§ Excerpted passage:
-=-=-

Legal Document View

Unlock Advanced Research with PRISMAI

- Know your Kanoon - Doc Gen Hub - Counter Argument - Case Predict AI - Talk with IK Doc - ...
Upgrade to Premium
[Cites 2, Cited by 0]

Kerala High Court

The Manager Plantation Corporation Of ... vs Kunnathara Thekke Veettil Govindan on 26 June, 2024

          IN THE HIGH COURT OF KERALA AT ERNAKULAM
                             PRESENT
         THE HONOURABLE MR. JUSTICE C.PRATHEEP KUMAR
 WEDNESDAY, THE 26TH DAY OF JUNE 2024 / 5TH ASHADHA, 1946
                     RSA NO. 1177 OF 2017


AGAINST THE JUDGMENT AND DECREE DATED 08.08.2017 IN AS
NO.15 OF 2014 OF SUB COURT, HOSDRUG ARISING OUT OF THE
JUDGMENT AND DECREE DATED 31.10.2014 IN OS NO.60 OF 2011
OF MUNSIFF'S COURT, HOSDRUG


APPELLANTS/RESPONDENTS/DEFENDANTS:

     1    THE MANAGER,
          PLANTATION CORPORATION OF KERALA LTD.
          CHEEMENI ESTATE.

     2    THE PLANTATION CORPORATION OF KERALA LTD.
          KOTTAYAM, REPRESENTED BY ITS MANAGING DIRECTOR.

          BY ADV SRI.RAJESH N., SC, PLANTATION CORPORATIO


RESPONDENT/SUPPLEMENTAL APPELLANT:

          KUNNATHARA THEKKE VEETTIL GOVINDAN
          AGED 69 YEARS, S/O.LATE K.T.C.A. AND LATE
          C.K.KUNHIRAMAN, HINDU, RETIRED AEO, SREE
          GOVINDAM, CHEEMENI, CHEEMENI VILLAGE,
          HOSDURG TALUK, P.O.CHEEMENI, PIN-671 313,
          KASARAGOD DISTRICT.

          BY ADV SRI.M.SASINDRAN


      THIS REGULAR SECOND APPEAL HAVING BEEN FINALLY HEARD
ON   14.06.2024,   THE   COURT   ON   26.06.2024,   DELIVERED   THE
FOLLOWING:
 RSA 1177/2017

                                            2


                            C.PRATHEEP KUMAR, J.
                            -----------------------------------
                               R.S.A.No.1177 of 2017
                             ---------------------------------
                                Dated : 26th June, 2024

                                     JUDGMENT

1. This Second Appeal has been preferred by the respondents in AS No.15/2014 on the file of Sub Court, Hosdurg, who are the defendants in OS. No.60 of 2011 on the file of the Munsiff Court, Hosdurg, reversing the judgment and decree of the trial court and decreeing the suit.

2. For the purpose of convenience, the parties are hereafter referred to as per their rank before the trial court.

3. The Original suit was filed seeking prohibitory injunction restraining the defendants from trespassing into plaint A schedule property or from destroying it's southern boundary or interfering with the peaceful possession and enjoyment of the said property by the plaintiff. During the pendency of the First Appeal, the original plaintiff, namely Chiri Amma died and the respondent herein was impleaded as her legal representative.

-=-=-

§ Data extract:
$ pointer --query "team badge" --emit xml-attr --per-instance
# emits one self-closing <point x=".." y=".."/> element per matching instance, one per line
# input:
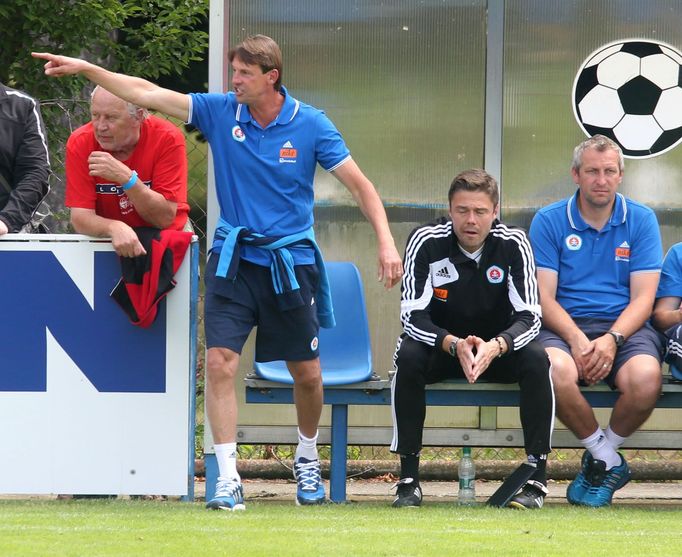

-=-=-

§ Short exercise:
Using the Kerala High Court judgment, answer these questions:
(a) On what date was the regular second appeal finally heard?
(b) Which advocate appeared for the respondent?
(c) Who was the original plaintiff who died while the First Appeal was pending?

§ Reply to the task:
(a) 14.06.2024
(b) Sri. M. Sasindran
(c) Chiri Amma